Mexican president Andrés Manuel López Obrador defends his proposed electricity reform at a press conference this November. New rules would prohibit further concessions on lithium exploitation and give the government more control over the resource. (Image: Mario Guzman, EFE / Alamy)

In 2018, the UK-listed company Bacanora Lithium announced the discovery of lithium deposits at Bacadéhuachi, in the northern Mexican province of Sonora, declaring to have found 243.8 million tonnes of the mineral – making it the largest reserve in the world.

It had been speculated that Mexico would soon take its place among the most important nations in the industry, alongside the “lithium triangle” of Bolivia, Argentina and Chile. But in October 2020, the then Secretary of Economy of Mexico, Graciela Márquez, denied the claim that the country was home to the world’s largest lithium reserve.

“It is very important – and I want to emphasise this – when this estimate of the lithium deposit was made, all the clay was taken into account, but those tonnes of clay are not lithium,” Márquez said, during an appearance in the Mexican senate.

Nationalisation amid the chaos

Amid the confusion and over-estimates on the amounts of lithium in the country, President López Obrador has opened a debate on nationalisation. On 1 October, he presented an electricity reform to congress that proposes the modification of three articles in the constitution, and would prohibit giving up further concessions for lithium exploitation.

“Lithium is a strategic mineral that must remain under the control of the nation,” the president said in a press conference. Lithium matters a lot to those who act as hegemonies. We cannot leave this strategic mineral to the market,” he added.

Lithium is a strategic mineral that must remain under the control of the nation, we cannot leave it to the market

The Secretary of Energy, Rocío Nahle, confirmed the creation of a state company that will exploit the mineral, but so far no further details have been given.

But López Obrador's decision to restrict private investment in lithium mining in Mexico, and his seeking of advice from Bolivia – a country that has chosen to keep foreign investment away – worries experts and businessmen.

Concerns and violations

Carlos Aguirre, an academic in the Universidad Iberoamericana’s business studies department, explains that Bolivia has a state-owned lithium-producing company and its legislative system is not too different to those of Chile and Argentina, though these countries allow investment or participation from private companies. This has positioned Chile and Argentina as the main lithium producers in the world – unlike Bolivia, despite the nation having the largest reserves.

▬▬▬▬▬▬▬▬▬▬

■ STATED EXERCISE 1:
Please give again the part of the passage on Mexican lithium starting with "It had been" and going on through "the Mexican senate.", changing "clay" to "soil".
■ STATED EXERCISE 2:
Turn the paragraph of the passage on Mexican lithium that begins "Amid the confusion and over-estimates" into a short bulleted list that keeps its main facts.
■ STATED EXERCISE 3:
Summarize the passage on Mexican lithium in two sentences.

■ DATASET EXCERPT:
▬▬▬▬▬▬▬▬▬▬

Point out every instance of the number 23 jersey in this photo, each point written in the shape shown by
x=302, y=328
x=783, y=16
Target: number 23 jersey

▬▬▬▬▬▬▬▬▬▬

■ EXERCISE SOLUTION 1:
It had been speculated that Mexico would soon take its place among the most important nations in the industry, alongside the “lithium triangle” of Bolivia, Argentina and Chile. But in October 2020, the then Secretary of Economy of Mexico, Graciela Márquez, denied the claim that the country was home to the world’s largest lithium reserve.

“It is very important – and I want to emphasise this – when this estimate of the lithium deposit was made, all the soil was taken into account, but those tonnes of soil are not lithium,” Márquez said, during an appearance in the Mexican senate.

■ EXERCISE SOLUTION 2:
- Amid confusion and over-estimates about Mexico's lithium, President López Obrador has opened a debate on nationalization.
- On 1 October, he presented an electricity reform to congress.
- The reform proposes modifying three articles of the constitution.
- It would prohibit granting further concessions for lithium exploitation.

■ EXERCISE SOLUTION 3:
In 2018, Bacanora Lithium said it had found the world's largest lithium reserve in Sonora, but in October 2020 Mexico's then Secretary of Economy, Graciela Márquez, denied this, saying the estimate had counted clay that is not lithium. President López Obrador has since proposed an electricity reform that would prohibit further lithium concessions and keep the mineral under the nation's control, and his restriction of private investment and his seeking of advice from Bolivia worry experts and businessmen.